**Text extract**.
++++++++++++++++++++

A software copy protection system employing a shared higher level of
privilege is composed of two parts; the hardware privilege support system
installed in the work station, and the floppy disks or other magnetic
medium which are used to transport the software from the vendor to the
user. The floppy disk and the support hardware are modified by the first
attempt to use the software on the disk. These modifications make the fact
that the disk has been loaded detectable.
Disks which are used with this system are prepared by creating two kinds of
marks on the disk which are not producible by conventional disk drives but
which can be detected by them. These marks are in the form of the absence
of material which can have its magnetization changed by a disk drive write
head (the medium coating is either absent or replaced with higher
coercivity material) and in the form of domains which cannot be created by
conventional disk drive write heads (for instance a region in which the
orientation of the domain remains unchanged for distances large enough to
cause a loss of synchronization in the disk system).
For the remainder of this description, marks which are made by modifying
the medium will be referred to as MM marks, and marks which are made by
the creation of a domain pattern will be referred to as DP marks.
Both these marks have properties such as location and extent, which can be
used to encode information. The location and extent of the DP marks and
the location and extent of the MM marks can be detected by use of
appropriate procedures on conventional disk drives.
The location within a given sector of the DP type of mark may be found by
reading a sector twice, and comparing the results of the two read
operations. Since DP marked sectors do not contain the transitions needed
by the disk control system to keep its clock synchronized, the two read
operation will reliably show different data in the portion of the sector
which follows the beginning of the DP mark. The location of the DP mark
found by this method is approximately reproducible within limits set by
the hardware in the disk system.
The marks made by modifying the magnetic medium are detected by a sequence
of operations. First, a pattern of domains such that some domain
transitions coincide with the MM marks is written to the sector containing
the marks. The sector is then read, and the results of the read operation
are compared with the result expected given the write operation if the
sector had been unmarked. The location and extent of the marks can be
derived from the results of this comparison.
The MM marks can be "written" on the disk by laser photodecomposition
ablation as described in previously referenced patent application Ser. No.
06-567,294. DP marks may then be made over MM marks by moving a formatted
disk through a uniform magnetic field of width approximately equal to the
width of a sector, so that sectors with MM marks are swept by the magnetic
field. A band of large magnetic domains is thus created across the disk.
The disk is then reformatted on all the tracks except those containing MM
marks.
A disk treated this way would then contain both kinds of marks, with the DP
marks covering the MM marks.
It is important to note that the operations required to "read" the MM marks
are exactly the kind which will destroy the DP kind of marks. That is, the
act of writing a pattern onto a sector will create domains on the disk
which will support the synchronization in the disk system.
On a protected disk, the DP marks are made over a sector containing the MM
marks. This is done in order to insure that the DP mark will be destroyed
by reading the MM marks which lie "below" it. Any domain structure which
both cannot be made by a conventional drive and which can be measured in
some way by a read operations can be used for this purpose.
The location and extent of both kinds of mark are recorded in a file on the
disk. This information can be used in the preparation of other files on
the disk but it is always encrypted before the disk preparation is
complete.

++++++++++++++++++++

**Written task 1**. According to the copy protection text, how can the location of a DP mark within a sector be found?
**Written task 2**. Resume the copy protection text after its final sentence.
The items have nothing to do with the copy protection text.

**Data section**.

++++++++++++++++++++

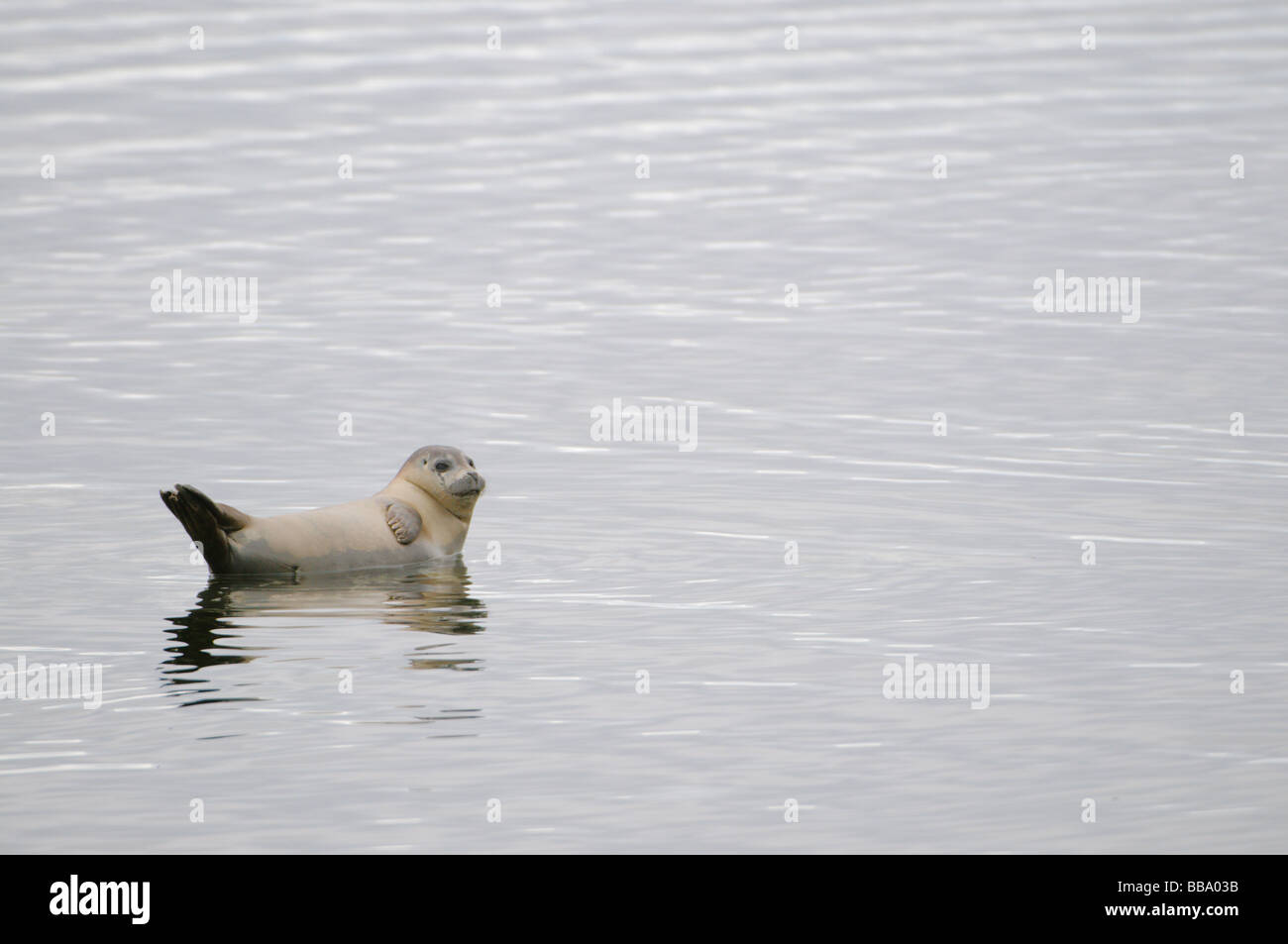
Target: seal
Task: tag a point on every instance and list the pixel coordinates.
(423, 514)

++++++++++++++++++++

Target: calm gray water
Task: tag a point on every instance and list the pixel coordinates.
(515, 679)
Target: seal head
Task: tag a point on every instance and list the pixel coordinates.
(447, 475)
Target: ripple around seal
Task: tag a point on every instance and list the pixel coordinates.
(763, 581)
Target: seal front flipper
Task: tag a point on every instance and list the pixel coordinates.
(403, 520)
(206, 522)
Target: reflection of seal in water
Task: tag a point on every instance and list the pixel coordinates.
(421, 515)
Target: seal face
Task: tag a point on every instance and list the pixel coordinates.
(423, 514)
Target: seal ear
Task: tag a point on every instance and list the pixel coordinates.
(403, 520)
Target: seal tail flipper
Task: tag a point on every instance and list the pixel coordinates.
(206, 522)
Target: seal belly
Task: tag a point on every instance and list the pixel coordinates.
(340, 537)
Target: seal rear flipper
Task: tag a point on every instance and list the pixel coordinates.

++++++++++++++++++++

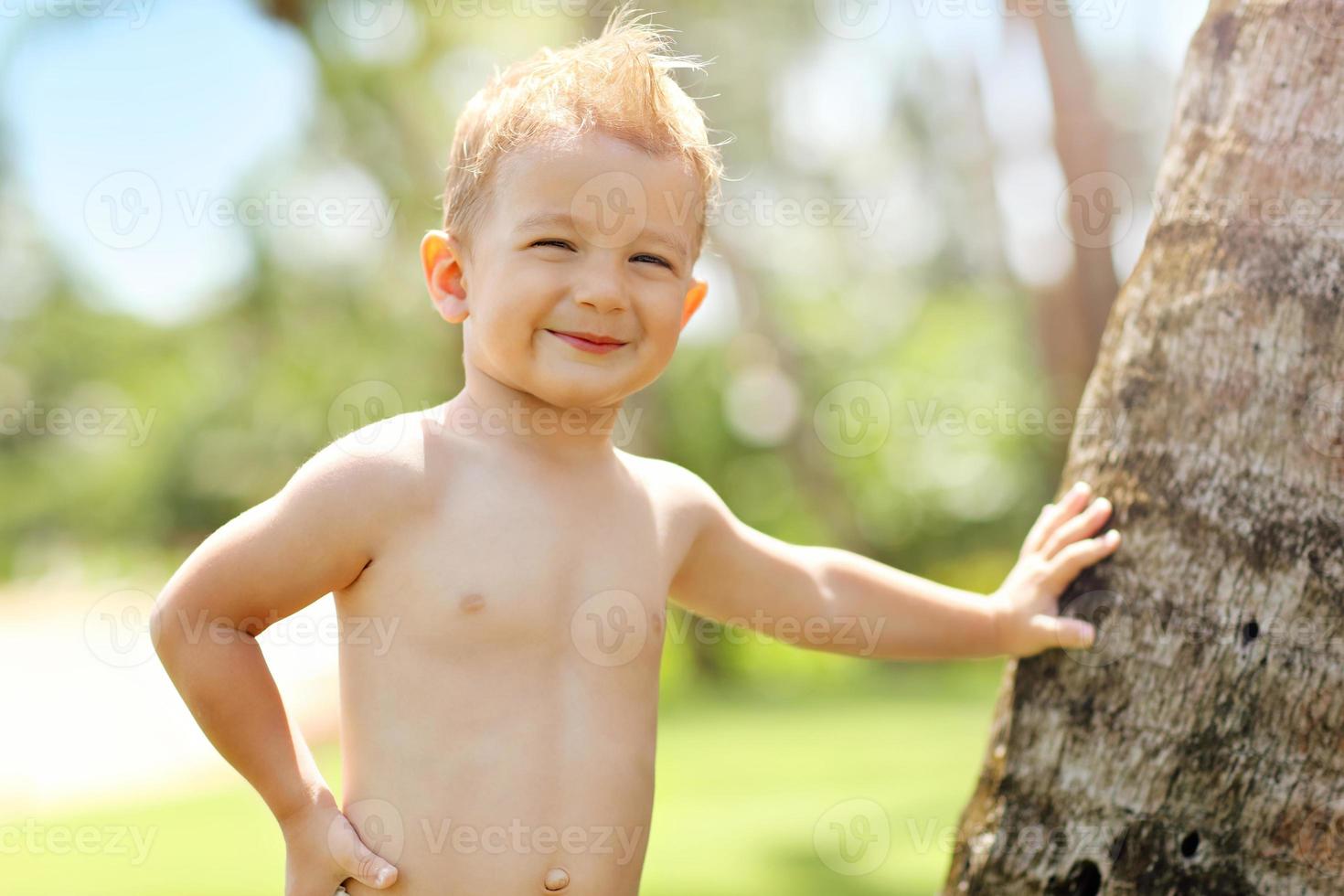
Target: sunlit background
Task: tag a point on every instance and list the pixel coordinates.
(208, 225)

++++++++++++++++++++

**Written reply 1**. The sector is read twice and the results of the two read operations are compared.

**Written reply 2**.
In addition to the marks there are files stored on the disk. The files fall
into two categories: (1) the protected application software, and (2) the
information needed by the support hardware to load and run the encrypted
part of the application.
The application software must consist of at least one file of encrypted
program. This part of the application is encrypted with a key provided by
the software vendor. The decryption key for that file is itself encrypted
with an RSA public key provided by the manufacturer of the support
hardware. This encrypted decryption key (EDK) is also recorded in a file
on the disk. It is in the best interest of the software vendor to encrypt
those fractions of the application software which he considers
proprietary, as it is the encrypted fraction of the software which will be
protected from redistribution by the user. A complete, prepared disk which
is ready to be sold or released consists of at least:
1. A doubly marked region which could be unique to the disk.
2. An application which consists of at least one file of program encrypted
with a key selected by the software vendor which may include the disk
marking parameters in the key.
3. The decryption key in encrypted form where the encryption is by the RSA
public key provided by the support hardware manufacturer.
4. A program which calls for the services support hardware
(first-use-initialization and load-decrypt-run), and which obtains
services from the host for the support hardware at its request.
5. The descriptions of the doubly marked region(s) in an encrypted form
where the encryption key is the same key used with the application
software.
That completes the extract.